═════ PAGE ═════

According to Dr. Ian Kerner, it’s not uncommon for couples to veer apart in the way of sex and intimacy in the context of a long-term commitment. Kerner is a nationally recognized psychotherapist and author of several best-selling books about sexuality and relationships, including She Comes First: The Thinking Man’s Guide To Pleasuring Your Partner. Differing levels of desire, he says, is one of the most common problems he encounters in his practice. Among other things, the various demands of life make it hard for many couples to stay in sync sexually and, often, the solution is to prioritize the relationship more and carve out time for spontaneous desire.

Fatherly spoke to Kerner about why couples can fall out of sync sexually and how couples can work their way back into a happy and healthy sexual routine.

How often do you encounter issues with libido your practice?

Certainly, especially among heterosexual couples, mismatched libido or discrepancy in desire is amongst the most common issue that I see, if not the most common.

Why is it so common? What are some factors that may contribute to discrepancies in desire?

═════

• **WRITTEN PROBLEM 1**:
Reproduce the contour labeling entries word for word, starting at their first line and stopping after the line that contains "Your masks, with".
• **WRITTEN PROBLEM 2**:
Continue the interview on mismatched sexual desire in couples, picking up right after its final line.

═════ DATA ═════

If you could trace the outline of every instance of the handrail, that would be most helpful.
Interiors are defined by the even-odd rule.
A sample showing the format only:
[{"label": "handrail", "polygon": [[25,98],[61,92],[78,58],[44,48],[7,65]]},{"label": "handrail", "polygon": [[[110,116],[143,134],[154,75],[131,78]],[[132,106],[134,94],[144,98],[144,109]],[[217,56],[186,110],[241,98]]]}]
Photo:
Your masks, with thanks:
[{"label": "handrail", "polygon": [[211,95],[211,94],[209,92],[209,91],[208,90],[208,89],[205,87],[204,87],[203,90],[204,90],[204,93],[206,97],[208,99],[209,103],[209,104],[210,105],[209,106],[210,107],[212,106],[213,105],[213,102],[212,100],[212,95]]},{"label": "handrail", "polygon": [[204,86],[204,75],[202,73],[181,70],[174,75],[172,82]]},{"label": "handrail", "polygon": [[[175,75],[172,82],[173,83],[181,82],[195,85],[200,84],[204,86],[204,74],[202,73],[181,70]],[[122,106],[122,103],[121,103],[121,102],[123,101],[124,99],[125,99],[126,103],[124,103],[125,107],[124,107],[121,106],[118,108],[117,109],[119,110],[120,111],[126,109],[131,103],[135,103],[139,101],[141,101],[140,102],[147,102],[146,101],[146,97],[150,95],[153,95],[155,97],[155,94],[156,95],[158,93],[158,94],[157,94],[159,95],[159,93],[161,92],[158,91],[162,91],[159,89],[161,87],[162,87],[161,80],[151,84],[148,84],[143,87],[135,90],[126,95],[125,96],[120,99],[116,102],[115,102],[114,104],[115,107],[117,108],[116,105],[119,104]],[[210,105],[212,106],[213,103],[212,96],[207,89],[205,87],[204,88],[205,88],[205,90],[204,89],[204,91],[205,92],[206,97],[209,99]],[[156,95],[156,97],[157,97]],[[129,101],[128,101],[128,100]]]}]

═════

• **EXERCISE RESPONSE 1**:
If you could trace the outline of every instance of the handrail, that would be most helpful.
Interiors are defined by the even-odd rule.
A sample showing the format only:
[{"label": "handrail", "polygon": [[25,98],[61,92],[78,58],[44,48],[7,65]]},{"label": "handrail", "polygon": [[[110,116],[143,134],[154,75],[131,78]],[[132,106],[134,94],[144,98],[144,109]],[[217,56],[186,110],[241,98]]]}]
Photo:
Your masks, with thanks:

• **EXERCISE RESPONSE 2**:
As you move through a long-term relationship, what it means to be together in the context of the lifestyle really changes. Often, it becomes less about the two of you and about building a system together that involves friends, family, having kids, balancing jobs, thinking about future goals, and so on.

The demands of the changes in that lifecycle make it a lot harder to allocate the time and energy to being sexually connected. Many couples will fall into a sex rut, or notice a change in the frequency with which they’re having sex and they don’t necessarily have the tools to get themselves out of it. All sorts of lifestyle stressors create pressure and anxiety, and anxiety is not a friend of sexual desire.

Why are heterosexual couples more likely to develop this dynamic over other?

Many men experience desire spontaneously. They can think about sex, they can see something sexy, hear something sexy, remember something sexy, and that sexual cue kind of wires into the arousal platform and creates a desire to actually have sex. So for many men, desire is something that spontaneously happens. You don’t really work at it, you just kind of take in the cues that unfold around you.

But a lot of women experience something called “responsive desire.” It’s a kind of desire that emerges in response to something that comes before it. And the something that comes before it is usually some kind of feeling of subjective arousal; some kind of feeling of being aroused in your brain and your body.

So, if you are experiencing this, how can you help couples reconcile that difference?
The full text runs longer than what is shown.